Given request A: In the article on Samachar below, on what date did the Kuldip Nayar Committee recommend that the four news agencies become independent again?

Document extract:

========

Samachar
- Industry: News media
- Founded: February 1976
- Headquarters: India

= Samachar =

Indian news agency

Samachar (Hindi for "information") was founded in February 1976, after the merger of United News of India, Press Trust of India, Samachar Bharati and Hindusthan Samachar. The news agency was directly under the control of the government of India.

==Background==
During the period of emergency, on 26 July 1975, the government of India took the decision to merge the four teleprinter news agencies of India and form a single nationalised news agency. The employees' unions of the four agencies supported the idea. Hence in February 1976, United News of India, PTI, Hindustan Samachar and Samachar Bharati were merged to form a single news agency, Samachar.

After the defeat of Indira Gandhi's government in 1977 election, the Kuldip Nayar Committee was formed to examine the structure of Samachar as a news agency.

On 14 November 1977, the committee recommended the independence of the four news agencies as they were before the emergency period.

========

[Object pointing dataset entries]

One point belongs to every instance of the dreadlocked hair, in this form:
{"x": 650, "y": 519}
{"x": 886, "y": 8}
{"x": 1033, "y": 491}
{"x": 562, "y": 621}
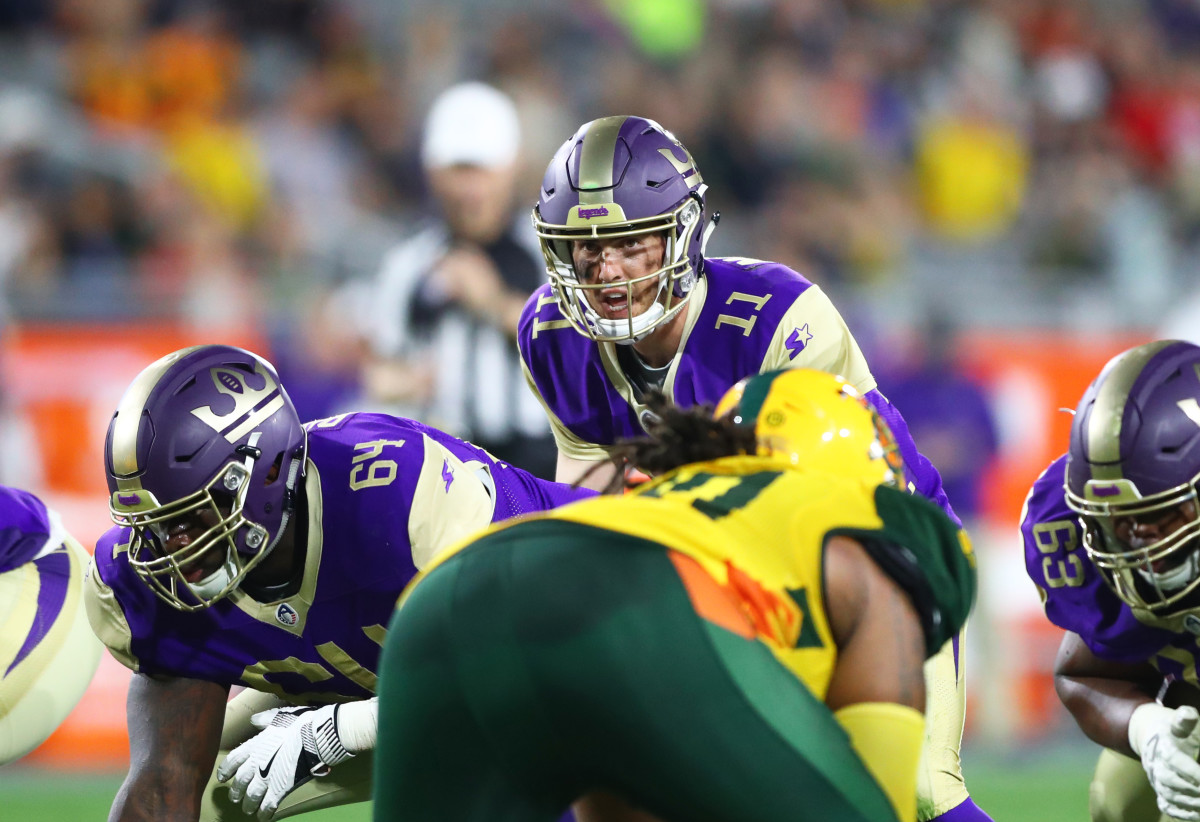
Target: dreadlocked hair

========

Given request B: Duplicate the object pointing entries above word for word, leaving out the pictures.

Exercise response A: 14 November 1977

Exercise response B:
One point belongs to every instance of the dreadlocked hair, in this form:
{"x": 650, "y": 519}
{"x": 886, "y": 8}
{"x": 1033, "y": 491}
{"x": 562, "y": 621}
Target: dreadlocked hair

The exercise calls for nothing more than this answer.